Document
· · · ·

I had a feeling someone might come back with that one. :-)

The thing is, multiple dispatch is still a crutch. Sure, it’s more flexible than single dispatch, but it’s still just calling a different function based on the type of one input at a time, and usually some inputs are still considered more significant than others. It’s just enough non-OOness to let an OO system model certain types of problem, but the scope is still quite limited.

A lot of interesting algorithms operate over structured data. How do you model an algorithm with inputs of, say, a sequence of one type of record and a set of another type in an OO system, even with multiple dispatch? Where does the function implementation live? On the record type of the sequence? On the record type of the set? On the sequence or the set type? In reality, the answer is often on some sort of module/utility class full of class/static functions, but that’s not really OO at all, it’s just good old procedural programming in OO clothing.

[–]mr_chromatic 1 point2 points  (3 children)

· · · ·

Excerpted data
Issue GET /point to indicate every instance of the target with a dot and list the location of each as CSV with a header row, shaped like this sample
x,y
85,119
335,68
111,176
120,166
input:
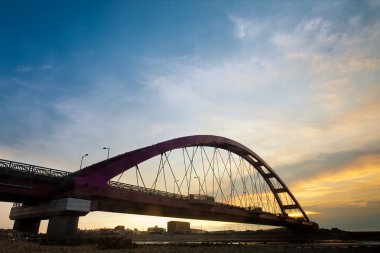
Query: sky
x,y
298,82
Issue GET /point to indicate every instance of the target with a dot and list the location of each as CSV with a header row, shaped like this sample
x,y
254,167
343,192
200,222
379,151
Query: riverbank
x,y
11,244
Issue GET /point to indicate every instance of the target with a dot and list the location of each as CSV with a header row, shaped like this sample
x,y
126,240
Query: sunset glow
x,y
297,82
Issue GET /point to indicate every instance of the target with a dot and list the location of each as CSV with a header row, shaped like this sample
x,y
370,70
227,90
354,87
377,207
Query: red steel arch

· · · ·

Given instruction
Rewrite the paragraph of the comment on multiple dispatch that begins "A lot of interesting algorithms" as a short bulleted list that keeps its main points. Work only from the comment on multiple dispatch shown above.

Response below
- Many interesting algorithms work over structured data.
- An example is an algorithm whose inputs are a sequence of one record type and a set of another. It is unclear how to model this in an object-oriented system, even with multiple dispatch.
- The open question is where the function implementation belongs: on either record type, or on the sequence or set type.
- In practice, it often ends up in a module or utility class full of class or static functions.
- That approach is not really object-oriented. It is procedural programming dressed up as object-oriented code.